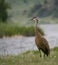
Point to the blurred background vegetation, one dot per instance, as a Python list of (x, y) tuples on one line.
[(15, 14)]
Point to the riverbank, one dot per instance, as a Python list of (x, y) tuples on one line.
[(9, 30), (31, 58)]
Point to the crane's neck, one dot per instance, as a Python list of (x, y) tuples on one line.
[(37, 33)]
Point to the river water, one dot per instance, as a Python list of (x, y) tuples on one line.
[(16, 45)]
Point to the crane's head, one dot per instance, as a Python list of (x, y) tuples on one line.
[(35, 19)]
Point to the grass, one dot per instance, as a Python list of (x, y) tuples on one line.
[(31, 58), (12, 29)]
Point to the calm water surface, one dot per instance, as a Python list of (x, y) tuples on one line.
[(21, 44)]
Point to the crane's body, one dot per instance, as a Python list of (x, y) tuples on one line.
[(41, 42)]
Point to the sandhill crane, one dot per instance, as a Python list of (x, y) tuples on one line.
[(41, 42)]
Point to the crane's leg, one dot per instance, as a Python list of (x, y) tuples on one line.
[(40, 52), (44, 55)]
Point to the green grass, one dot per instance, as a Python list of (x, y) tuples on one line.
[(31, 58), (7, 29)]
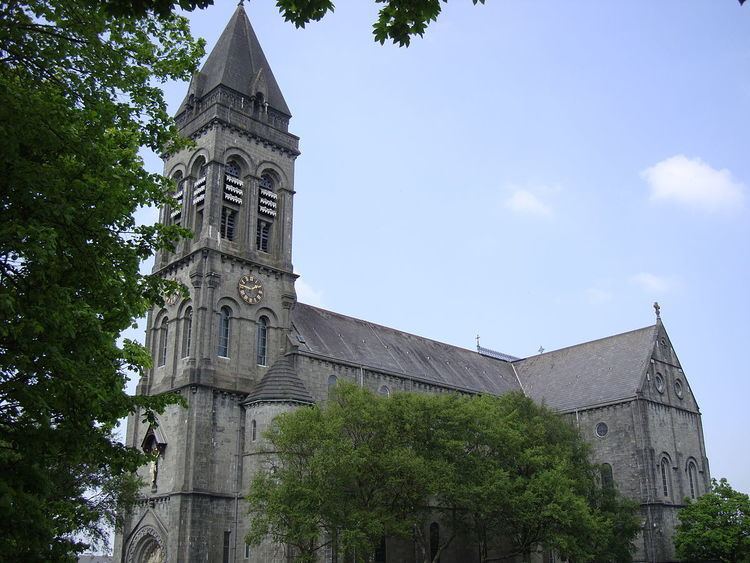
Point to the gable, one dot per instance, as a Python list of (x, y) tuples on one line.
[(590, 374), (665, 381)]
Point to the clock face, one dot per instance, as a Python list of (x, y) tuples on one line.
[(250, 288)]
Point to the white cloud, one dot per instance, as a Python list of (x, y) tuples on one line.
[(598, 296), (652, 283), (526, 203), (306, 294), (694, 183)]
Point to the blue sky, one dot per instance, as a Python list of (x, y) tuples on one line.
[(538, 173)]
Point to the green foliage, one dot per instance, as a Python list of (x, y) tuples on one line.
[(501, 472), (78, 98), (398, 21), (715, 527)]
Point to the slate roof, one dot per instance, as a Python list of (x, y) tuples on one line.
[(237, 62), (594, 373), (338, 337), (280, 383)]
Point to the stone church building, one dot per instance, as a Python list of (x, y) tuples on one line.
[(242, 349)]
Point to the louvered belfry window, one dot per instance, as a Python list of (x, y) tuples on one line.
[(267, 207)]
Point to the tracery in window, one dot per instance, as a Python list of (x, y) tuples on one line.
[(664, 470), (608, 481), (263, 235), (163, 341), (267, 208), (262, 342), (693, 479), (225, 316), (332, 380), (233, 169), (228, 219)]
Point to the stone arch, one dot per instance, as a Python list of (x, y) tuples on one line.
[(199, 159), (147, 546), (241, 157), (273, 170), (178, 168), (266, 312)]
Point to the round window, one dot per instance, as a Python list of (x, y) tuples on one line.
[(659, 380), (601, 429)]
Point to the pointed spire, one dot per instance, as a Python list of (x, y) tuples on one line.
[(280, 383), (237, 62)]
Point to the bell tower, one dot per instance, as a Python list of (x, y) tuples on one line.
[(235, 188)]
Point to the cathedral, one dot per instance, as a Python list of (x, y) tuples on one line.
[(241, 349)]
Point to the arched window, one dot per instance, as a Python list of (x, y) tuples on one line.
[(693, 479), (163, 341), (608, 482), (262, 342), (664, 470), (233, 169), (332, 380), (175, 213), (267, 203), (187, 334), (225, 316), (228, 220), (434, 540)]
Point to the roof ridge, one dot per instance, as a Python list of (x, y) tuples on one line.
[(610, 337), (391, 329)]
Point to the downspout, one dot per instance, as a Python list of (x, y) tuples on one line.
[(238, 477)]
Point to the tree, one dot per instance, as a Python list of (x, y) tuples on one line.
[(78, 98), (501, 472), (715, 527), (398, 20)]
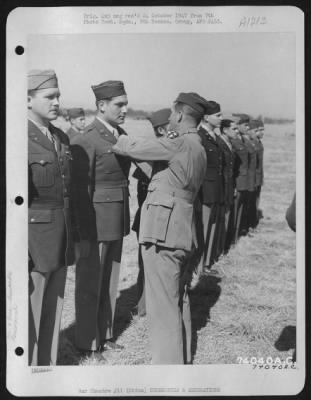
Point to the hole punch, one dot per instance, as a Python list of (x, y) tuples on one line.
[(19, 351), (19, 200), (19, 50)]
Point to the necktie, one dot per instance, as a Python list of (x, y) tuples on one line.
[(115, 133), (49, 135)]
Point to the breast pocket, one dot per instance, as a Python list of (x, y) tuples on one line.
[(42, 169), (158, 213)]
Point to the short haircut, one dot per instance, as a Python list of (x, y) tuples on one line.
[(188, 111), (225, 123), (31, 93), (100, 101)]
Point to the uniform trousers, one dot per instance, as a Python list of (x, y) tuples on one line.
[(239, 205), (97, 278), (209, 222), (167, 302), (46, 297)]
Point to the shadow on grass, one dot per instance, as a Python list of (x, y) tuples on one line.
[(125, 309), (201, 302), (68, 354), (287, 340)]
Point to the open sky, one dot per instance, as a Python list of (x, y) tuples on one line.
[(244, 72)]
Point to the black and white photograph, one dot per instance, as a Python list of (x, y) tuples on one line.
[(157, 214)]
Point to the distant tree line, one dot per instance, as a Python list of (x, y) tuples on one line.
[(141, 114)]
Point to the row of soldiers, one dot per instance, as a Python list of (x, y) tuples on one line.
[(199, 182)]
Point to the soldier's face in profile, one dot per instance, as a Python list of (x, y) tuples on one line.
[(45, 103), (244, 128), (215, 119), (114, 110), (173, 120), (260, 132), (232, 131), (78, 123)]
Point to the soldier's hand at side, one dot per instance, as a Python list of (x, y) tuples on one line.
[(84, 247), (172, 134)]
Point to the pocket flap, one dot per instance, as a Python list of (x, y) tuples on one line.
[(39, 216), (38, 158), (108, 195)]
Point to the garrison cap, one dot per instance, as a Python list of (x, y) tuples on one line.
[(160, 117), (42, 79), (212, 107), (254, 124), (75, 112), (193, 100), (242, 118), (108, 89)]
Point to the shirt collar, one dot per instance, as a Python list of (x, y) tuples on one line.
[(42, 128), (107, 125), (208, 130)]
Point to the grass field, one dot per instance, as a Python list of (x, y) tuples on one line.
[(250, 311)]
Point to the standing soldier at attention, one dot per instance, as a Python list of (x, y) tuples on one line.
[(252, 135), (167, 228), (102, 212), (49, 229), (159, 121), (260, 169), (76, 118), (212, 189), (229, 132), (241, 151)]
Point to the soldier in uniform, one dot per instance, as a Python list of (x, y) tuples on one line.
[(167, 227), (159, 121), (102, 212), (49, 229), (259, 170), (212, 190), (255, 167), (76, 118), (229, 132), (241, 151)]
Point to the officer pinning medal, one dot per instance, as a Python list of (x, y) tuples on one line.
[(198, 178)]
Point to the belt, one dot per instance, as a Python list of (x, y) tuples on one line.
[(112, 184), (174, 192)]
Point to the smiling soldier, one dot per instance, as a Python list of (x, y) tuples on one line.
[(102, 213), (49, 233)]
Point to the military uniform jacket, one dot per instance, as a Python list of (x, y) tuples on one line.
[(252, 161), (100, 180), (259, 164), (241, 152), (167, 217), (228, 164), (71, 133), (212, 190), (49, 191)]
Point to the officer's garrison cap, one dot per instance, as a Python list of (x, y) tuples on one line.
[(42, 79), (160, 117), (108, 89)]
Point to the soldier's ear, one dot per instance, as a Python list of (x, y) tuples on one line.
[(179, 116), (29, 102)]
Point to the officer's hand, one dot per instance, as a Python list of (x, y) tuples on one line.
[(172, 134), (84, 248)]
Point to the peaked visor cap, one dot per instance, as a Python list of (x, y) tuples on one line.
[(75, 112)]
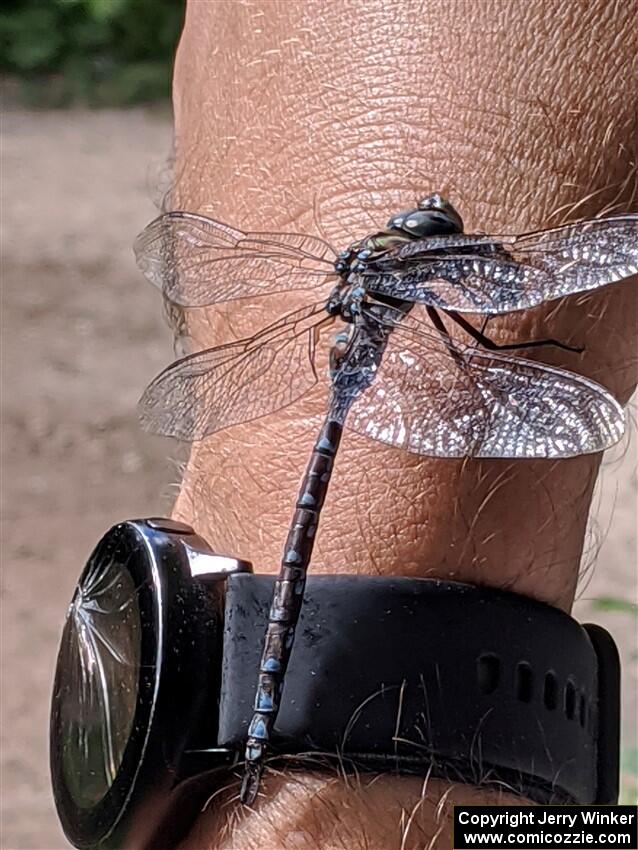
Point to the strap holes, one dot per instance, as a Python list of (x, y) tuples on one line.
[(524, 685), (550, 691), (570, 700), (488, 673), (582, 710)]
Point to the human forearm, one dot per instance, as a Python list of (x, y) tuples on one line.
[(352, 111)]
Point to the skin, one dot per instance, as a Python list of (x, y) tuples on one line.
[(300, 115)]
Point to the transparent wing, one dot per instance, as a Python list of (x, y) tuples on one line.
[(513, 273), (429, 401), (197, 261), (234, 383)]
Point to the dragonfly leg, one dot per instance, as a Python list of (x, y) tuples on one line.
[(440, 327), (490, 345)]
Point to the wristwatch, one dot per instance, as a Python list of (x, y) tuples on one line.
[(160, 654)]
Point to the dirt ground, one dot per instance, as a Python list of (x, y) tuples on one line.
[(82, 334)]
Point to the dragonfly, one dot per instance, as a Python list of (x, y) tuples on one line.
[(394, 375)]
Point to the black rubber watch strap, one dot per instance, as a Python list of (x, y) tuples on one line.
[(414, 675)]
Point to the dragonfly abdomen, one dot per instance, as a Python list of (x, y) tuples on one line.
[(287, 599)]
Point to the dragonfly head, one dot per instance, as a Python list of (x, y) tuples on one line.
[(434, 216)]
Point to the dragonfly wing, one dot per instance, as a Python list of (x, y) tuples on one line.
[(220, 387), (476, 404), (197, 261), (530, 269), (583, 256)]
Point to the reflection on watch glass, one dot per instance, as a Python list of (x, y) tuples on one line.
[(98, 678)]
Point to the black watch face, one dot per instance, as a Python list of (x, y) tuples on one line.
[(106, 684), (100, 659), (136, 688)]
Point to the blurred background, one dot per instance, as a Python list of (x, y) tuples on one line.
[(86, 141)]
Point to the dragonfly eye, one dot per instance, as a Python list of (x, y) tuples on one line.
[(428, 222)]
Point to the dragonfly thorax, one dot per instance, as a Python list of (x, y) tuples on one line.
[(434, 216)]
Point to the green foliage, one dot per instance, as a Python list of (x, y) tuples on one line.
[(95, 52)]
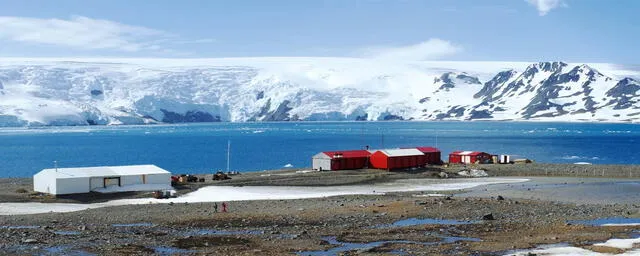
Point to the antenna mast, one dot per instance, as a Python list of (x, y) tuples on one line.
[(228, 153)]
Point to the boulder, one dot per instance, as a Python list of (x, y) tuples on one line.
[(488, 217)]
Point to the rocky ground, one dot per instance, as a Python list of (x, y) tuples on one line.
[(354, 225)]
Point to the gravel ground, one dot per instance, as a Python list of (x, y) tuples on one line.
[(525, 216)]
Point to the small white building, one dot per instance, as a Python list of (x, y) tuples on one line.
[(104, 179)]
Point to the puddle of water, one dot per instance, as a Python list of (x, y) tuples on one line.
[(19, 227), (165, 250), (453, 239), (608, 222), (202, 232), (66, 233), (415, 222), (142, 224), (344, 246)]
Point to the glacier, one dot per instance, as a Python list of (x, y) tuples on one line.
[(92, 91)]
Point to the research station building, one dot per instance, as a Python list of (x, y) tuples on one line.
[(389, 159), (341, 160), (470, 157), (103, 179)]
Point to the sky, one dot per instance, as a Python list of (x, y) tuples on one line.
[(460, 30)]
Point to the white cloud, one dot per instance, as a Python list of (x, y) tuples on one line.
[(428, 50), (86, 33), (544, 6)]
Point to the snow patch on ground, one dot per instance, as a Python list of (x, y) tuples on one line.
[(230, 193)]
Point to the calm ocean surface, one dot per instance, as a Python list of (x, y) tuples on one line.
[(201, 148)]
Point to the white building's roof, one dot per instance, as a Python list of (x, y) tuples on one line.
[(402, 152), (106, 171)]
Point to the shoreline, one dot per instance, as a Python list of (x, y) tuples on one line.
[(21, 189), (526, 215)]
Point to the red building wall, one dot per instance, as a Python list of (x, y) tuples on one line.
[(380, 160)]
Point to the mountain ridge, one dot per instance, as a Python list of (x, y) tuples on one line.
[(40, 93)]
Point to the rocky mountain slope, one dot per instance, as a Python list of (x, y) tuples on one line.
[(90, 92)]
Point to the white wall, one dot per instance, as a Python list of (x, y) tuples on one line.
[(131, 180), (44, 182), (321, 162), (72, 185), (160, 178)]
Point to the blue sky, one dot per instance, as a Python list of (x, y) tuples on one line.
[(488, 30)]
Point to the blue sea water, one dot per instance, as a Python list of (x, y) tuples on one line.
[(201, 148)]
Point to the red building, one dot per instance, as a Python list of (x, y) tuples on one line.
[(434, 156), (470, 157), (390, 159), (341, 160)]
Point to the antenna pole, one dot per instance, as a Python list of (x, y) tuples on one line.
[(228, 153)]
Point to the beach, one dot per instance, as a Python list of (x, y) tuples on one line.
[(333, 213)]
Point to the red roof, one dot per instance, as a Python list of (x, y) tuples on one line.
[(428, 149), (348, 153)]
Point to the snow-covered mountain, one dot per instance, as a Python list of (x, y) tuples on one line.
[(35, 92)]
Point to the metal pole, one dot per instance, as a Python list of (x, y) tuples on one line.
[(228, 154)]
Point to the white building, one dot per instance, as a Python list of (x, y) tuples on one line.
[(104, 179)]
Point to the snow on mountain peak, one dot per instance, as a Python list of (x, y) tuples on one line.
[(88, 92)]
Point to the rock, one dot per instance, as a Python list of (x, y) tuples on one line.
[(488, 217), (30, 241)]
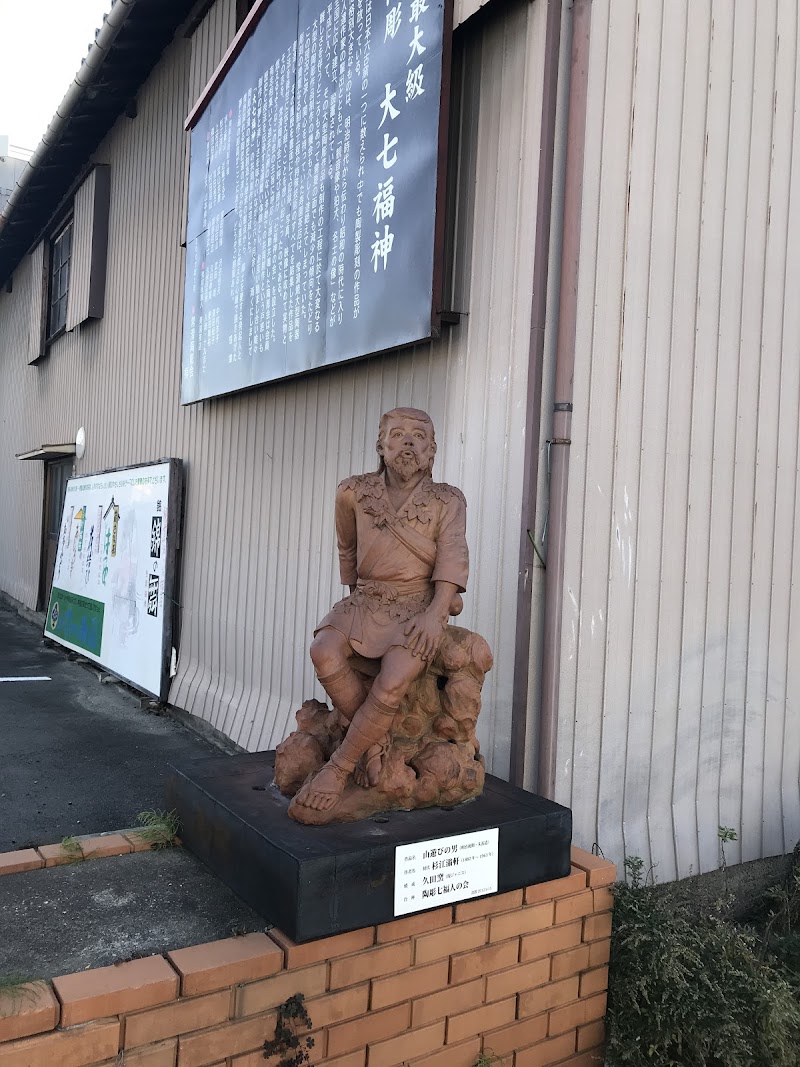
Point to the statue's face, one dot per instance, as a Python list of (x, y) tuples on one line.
****************************************
| Directions |
Format the records in the stretch from the line containing "Point to the hole" through the line containing "[(39, 216), (38, 158), (108, 195)]" as a two-column CSV with the header input,output. Give one row per record, with its text under input and its answer under output, each in a single quoted field with any line breaks turned into spaces.

| Solution below |
input,output
"Point to the hole punch, one dot per instance, as a Python list of (x, y) tuples on one line.","[(19, 351), (19, 200), (19, 50)]"
"Point to the necktie, one dot per instance, as a Python list of (x, y) tuples on one line.","[(115, 133), (49, 135)]"
"Point to the breast pocket, one dot per instance, as a Python list of (x, y) tuples on one line.","[(42, 169), (158, 213)]"
"Point to the short haircut, one dot per instance, as a Python list of (x, y) tuples on one line.","[(188, 111), (225, 123), (31, 93), (100, 101)]"
"Point to the uniform trousers, one dot per instance, as a Python list of (x, y) tuples on one line.","[(239, 205), (97, 278), (209, 222), (167, 302), (46, 297)]"
"Point to the shadow on grass, one dot per instance, as a Python list of (x, y) tuples on one line.","[(125, 309), (201, 302), (68, 354), (287, 340)]"
"Point to the open sky, one dot per instance, as a Python list of (x, y) tuples on one line.","[(244, 72)]"
"Point to the black and white photograph, one dot per instance, as a Python list of (x, y) tuples on one line.","[(157, 214)]"
"Point to the distant tree line, one dot per instance, as a Python list of (x, y) tuples on one line.","[(141, 114)]"
"Point to the row of soldiers, one dot per instance, as a Python list of (x, y) tuples on one line.","[(199, 182)]"
"Point to the soldier's face in profile, one dot per instance, as a Python list of (x, y) tuples on one line.","[(45, 103), (244, 128), (215, 119), (114, 110), (173, 120), (260, 132), (232, 131), (78, 123)]"
"Point to the soldier's hand at side, one dot per instance, as a Python list of (x, y) tuples on one line.","[(84, 247), (172, 134)]"
"Point to the pocket flap, one dot per instance, as a Python list of (x, y) tuples on one line.","[(39, 216), (38, 158), (108, 195)]"